(Records of labeled points)
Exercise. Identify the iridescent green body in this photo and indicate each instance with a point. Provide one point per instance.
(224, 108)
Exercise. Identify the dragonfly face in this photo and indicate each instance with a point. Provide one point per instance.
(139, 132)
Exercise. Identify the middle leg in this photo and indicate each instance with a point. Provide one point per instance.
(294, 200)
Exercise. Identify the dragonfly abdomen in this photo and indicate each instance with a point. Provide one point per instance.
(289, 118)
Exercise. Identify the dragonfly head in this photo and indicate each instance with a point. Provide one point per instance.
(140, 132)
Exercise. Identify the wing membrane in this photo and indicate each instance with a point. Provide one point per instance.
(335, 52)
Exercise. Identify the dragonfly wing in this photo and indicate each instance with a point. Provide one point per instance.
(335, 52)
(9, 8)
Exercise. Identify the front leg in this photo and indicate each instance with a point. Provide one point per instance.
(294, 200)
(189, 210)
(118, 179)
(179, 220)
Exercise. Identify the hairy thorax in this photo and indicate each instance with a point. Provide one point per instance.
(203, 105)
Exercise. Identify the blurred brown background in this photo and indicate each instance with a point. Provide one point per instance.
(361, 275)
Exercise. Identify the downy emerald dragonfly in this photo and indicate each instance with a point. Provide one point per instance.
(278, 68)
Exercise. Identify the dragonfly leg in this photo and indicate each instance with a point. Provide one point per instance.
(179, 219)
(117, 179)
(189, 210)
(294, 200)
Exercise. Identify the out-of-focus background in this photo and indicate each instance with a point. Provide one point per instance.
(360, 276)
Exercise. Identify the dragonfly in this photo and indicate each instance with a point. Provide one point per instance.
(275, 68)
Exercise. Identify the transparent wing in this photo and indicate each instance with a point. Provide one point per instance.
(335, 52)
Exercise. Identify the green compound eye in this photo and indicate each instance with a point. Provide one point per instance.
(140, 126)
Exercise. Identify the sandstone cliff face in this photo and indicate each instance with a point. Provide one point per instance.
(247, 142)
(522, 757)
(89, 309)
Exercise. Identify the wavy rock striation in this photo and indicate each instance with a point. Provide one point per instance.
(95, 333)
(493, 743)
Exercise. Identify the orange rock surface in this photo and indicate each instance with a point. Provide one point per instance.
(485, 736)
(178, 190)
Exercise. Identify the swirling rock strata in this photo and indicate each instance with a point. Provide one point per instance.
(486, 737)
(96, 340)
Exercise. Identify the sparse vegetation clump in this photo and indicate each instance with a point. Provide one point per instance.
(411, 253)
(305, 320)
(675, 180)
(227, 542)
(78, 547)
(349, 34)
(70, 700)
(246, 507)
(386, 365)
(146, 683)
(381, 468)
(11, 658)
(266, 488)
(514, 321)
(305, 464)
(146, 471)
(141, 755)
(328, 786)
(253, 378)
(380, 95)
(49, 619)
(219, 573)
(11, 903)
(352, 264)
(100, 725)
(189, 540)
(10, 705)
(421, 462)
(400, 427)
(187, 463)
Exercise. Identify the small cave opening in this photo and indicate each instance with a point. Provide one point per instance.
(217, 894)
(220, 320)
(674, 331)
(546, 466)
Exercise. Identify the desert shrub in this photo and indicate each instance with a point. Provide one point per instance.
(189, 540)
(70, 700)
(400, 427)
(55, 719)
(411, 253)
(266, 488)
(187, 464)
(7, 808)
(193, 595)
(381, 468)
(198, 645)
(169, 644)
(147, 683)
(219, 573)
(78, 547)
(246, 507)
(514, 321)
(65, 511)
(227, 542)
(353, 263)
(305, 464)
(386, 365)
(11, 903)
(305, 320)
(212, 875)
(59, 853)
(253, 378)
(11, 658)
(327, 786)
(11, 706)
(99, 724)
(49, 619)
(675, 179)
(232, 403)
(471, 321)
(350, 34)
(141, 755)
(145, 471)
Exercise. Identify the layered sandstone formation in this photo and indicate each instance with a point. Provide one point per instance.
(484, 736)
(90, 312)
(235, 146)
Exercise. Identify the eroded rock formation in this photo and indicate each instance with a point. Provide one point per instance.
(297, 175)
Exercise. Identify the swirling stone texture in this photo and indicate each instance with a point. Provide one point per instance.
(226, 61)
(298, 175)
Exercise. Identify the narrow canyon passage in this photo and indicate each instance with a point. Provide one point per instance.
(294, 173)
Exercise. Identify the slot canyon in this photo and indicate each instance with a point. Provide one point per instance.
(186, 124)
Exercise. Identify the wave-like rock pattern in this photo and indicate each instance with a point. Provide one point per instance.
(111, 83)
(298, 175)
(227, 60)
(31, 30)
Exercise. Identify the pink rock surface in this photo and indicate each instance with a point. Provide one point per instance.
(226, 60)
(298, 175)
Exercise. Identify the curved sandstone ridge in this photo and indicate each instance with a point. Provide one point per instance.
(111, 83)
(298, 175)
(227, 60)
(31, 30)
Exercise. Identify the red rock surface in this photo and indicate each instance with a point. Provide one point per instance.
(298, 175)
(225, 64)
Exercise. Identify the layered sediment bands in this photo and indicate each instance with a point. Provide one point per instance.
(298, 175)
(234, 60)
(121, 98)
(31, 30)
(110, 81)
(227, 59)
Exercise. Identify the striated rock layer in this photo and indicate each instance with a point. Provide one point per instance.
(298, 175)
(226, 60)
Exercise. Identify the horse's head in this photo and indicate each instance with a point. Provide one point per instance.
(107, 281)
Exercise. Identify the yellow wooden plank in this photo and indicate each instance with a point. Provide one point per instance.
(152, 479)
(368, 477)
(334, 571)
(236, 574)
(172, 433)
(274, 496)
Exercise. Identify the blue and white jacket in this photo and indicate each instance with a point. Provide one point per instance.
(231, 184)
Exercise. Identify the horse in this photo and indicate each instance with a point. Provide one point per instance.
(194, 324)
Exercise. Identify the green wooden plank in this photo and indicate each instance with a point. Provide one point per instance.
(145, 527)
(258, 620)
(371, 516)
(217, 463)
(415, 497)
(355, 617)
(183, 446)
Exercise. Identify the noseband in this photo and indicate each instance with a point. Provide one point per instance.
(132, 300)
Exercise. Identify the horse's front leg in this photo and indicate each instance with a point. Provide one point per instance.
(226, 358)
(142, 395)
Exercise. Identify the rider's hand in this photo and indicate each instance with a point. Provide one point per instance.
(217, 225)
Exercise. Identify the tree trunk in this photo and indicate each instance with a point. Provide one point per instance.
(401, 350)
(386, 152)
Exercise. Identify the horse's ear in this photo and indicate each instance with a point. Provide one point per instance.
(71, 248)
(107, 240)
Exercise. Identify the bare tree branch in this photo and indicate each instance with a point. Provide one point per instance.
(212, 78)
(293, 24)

Written task ->
Please rewrite the listing from the line containing "Exercise. Identify the green wooden" through its final line, keeping the request lines as they are. Add 4 to every number in the coordinates.

Response to the task ->
Exercise. Identify the green wooden plank in this photo and indicate each instance with a point. Provide one point per instance.
(149, 531)
(262, 624)
(375, 520)
(221, 467)
(419, 501)
(359, 621)
(187, 450)
Exercise. Identify the noseband in this photo and indicate each instance with a point. Provide one point per instance.
(136, 304)
Exercise. Identify the horse's front leg in this photo and indicate each instance with a point. Provide one point per instance.
(230, 362)
(146, 399)
Exercise. Identify the rider's hand in this photo and indicate each instance with a point. Provide one point per instance.
(221, 229)
Exercise. Identify the tree trunk in this photo and indicate each instance with a point. Provide one point per instance.
(405, 354)
(390, 156)
Exercise. Identify the horse's ear in this photo and indicate each instance with a point. Provide one point per instance.
(75, 252)
(111, 244)
Exercise. Identify the bare tree branch in this photo and indicate each instance with a point. Provide one point per instance.
(216, 82)
(297, 28)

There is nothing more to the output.